BEGIN RECORD EXTRACTS

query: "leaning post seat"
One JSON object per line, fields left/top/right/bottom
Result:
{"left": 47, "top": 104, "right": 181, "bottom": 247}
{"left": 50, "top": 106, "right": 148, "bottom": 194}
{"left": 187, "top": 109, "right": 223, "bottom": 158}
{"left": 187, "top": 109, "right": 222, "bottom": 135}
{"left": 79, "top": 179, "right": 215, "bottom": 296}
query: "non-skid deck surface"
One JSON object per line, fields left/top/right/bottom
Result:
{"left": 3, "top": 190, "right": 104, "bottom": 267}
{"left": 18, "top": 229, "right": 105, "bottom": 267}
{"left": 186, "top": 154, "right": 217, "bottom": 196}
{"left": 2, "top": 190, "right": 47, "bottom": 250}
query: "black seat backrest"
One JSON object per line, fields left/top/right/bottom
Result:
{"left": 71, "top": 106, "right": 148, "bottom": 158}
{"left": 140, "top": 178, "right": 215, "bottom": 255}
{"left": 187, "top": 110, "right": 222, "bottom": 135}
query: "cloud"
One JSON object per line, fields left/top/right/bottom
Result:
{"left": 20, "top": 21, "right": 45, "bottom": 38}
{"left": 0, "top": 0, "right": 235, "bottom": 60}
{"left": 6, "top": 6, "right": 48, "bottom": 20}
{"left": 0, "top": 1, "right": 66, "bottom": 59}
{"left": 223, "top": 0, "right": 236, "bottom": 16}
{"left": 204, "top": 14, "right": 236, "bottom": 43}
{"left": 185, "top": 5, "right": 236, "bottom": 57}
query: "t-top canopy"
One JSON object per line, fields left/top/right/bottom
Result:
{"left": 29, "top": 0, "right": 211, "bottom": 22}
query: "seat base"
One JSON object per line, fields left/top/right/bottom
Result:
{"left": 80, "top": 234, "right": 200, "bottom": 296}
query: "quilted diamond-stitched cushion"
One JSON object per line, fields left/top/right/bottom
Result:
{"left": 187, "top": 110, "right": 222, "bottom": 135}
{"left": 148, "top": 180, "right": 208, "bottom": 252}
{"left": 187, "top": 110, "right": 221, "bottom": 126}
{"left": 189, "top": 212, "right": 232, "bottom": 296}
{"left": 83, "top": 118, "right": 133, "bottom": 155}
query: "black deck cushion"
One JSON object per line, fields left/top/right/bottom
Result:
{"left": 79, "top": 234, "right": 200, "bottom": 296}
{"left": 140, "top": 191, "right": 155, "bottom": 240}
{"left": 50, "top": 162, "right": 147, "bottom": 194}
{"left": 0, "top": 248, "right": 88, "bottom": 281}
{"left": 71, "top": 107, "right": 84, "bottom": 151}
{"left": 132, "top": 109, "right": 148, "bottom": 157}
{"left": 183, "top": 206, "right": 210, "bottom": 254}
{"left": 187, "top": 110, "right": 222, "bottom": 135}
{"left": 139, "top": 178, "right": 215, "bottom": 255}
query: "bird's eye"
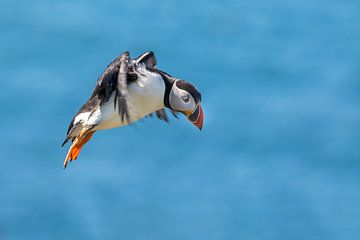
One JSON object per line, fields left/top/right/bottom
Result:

END RECORD EXTRACTS

* [PROBLEM DESCRIPTION]
Word-for-word copy, no pictures: write out the entries above in full.

* [WORKED SOLUTION]
query: "leaning post seat"
One JSON object per line, fields left/top/right/bottom
Result:
{"left": 47, "top": 104, "right": 181, "bottom": 247}
{"left": 50, "top": 106, "right": 148, "bottom": 194}
{"left": 187, "top": 109, "right": 223, "bottom": 158}
{"left": 187, "top": 109, "right": 222, "bottom": 135}
{"left": 79, "top": 179, "right": 215, "bottom": 296}
query: "non-skid deck surface"
One JSON object per line, fields left/top/right/bottom
Result:
{"left": 3, "top": 190, "right": 104, "bottom": 267}
{"left": 18, "top": 229, "right": 105, "bottom": 267}
{"left": 186, "top": 154, "right": 217, "bottom": 196}
{"left": 2, "top": 190, "right": 47, "bottom": 250}
query: "black seat backrest"
One JSON object per line, fields left/top/right/bottom
Result:
{"left": 71, "top": 106, "right": 148, "bottom": 158}
{"left": 140, "top": 178, "right": 215, "bottom": 255}
{"left": 187, "top": 110, "right": 222, "bottom": 135}
query: "cloud"
One JSON object per line, fields left/top/right/bottom
Result:
{"left": 20, "top": 21, "right": 45, "bottom": 38}
{"left": 0, "top": 0, "right": 235, "bottom": 60}
{"left": 6, "top": 6, "right": 48, "bottom": 20}
{"left": 0, "top": 1, "right": 66, "bottom": 59}
{"left": 223, "top": 0, "right": 236, "bottom": 16}
{"left": 204, "top": 14, "right": 236, "bottom": 43}
{"left": 185, "top": 5, "right": 236, "bottom": 57}
query: "t-top canopy"
One JSON object per line, fields left/top/right/bottom
Result:
{"left": 29, "top": 0, "right": 211, "bottom": 22}
query: "seat base"
One JSON object per line, fields left/top/right/bottom
Result:
{"left": 80, "top": 234, "right": 200, "bottom": 296}
query: "quilted diamond-stitched cushion"
One JSON object per line, fields left/top/right/bottom
Result:
{"left": 187, "top": 110, "right": 222, "bottom": 135}
{"left": 148, "top": 180, "right": 208, "bottom": 252}
{"left": 187, "top": 110, "right": 221, "bottom": 126}
{"left": 189, "top": 212, "right": 232, "bottom": 296}
{"left": 83, "top": 118, "right": 133, "bottom": 155}
query: "black deck cushion"
One JSON object per line, fields left/top/right/bottom
Result:
{"left": 79, "top": 234, "right": 200, "bottom": 296}
{"left": 140, "top": 191, "right": 155, "bottom": 240}
{"left": 50, "top": 162, "right": 147, "bottom": 194}
{"left": 0, "top": 248, "right": 88, "bottom": 281}
{"left": 71, "top": 107, "right": 84, "bottom": 151}
{"left": 132, "top": 109, "right": 148, "bottom": 157}
{"left": 183, "top": 206, "right": 210, "bottom": 254}
{"left": 187, "top": 110, "right": 222, "bottom": 135}
{"left": 139, "top": 178, "right": 215, "bottom": 255}
query: "bird's eye"
One JSON object per line, fields left/top/right/bottom
Result:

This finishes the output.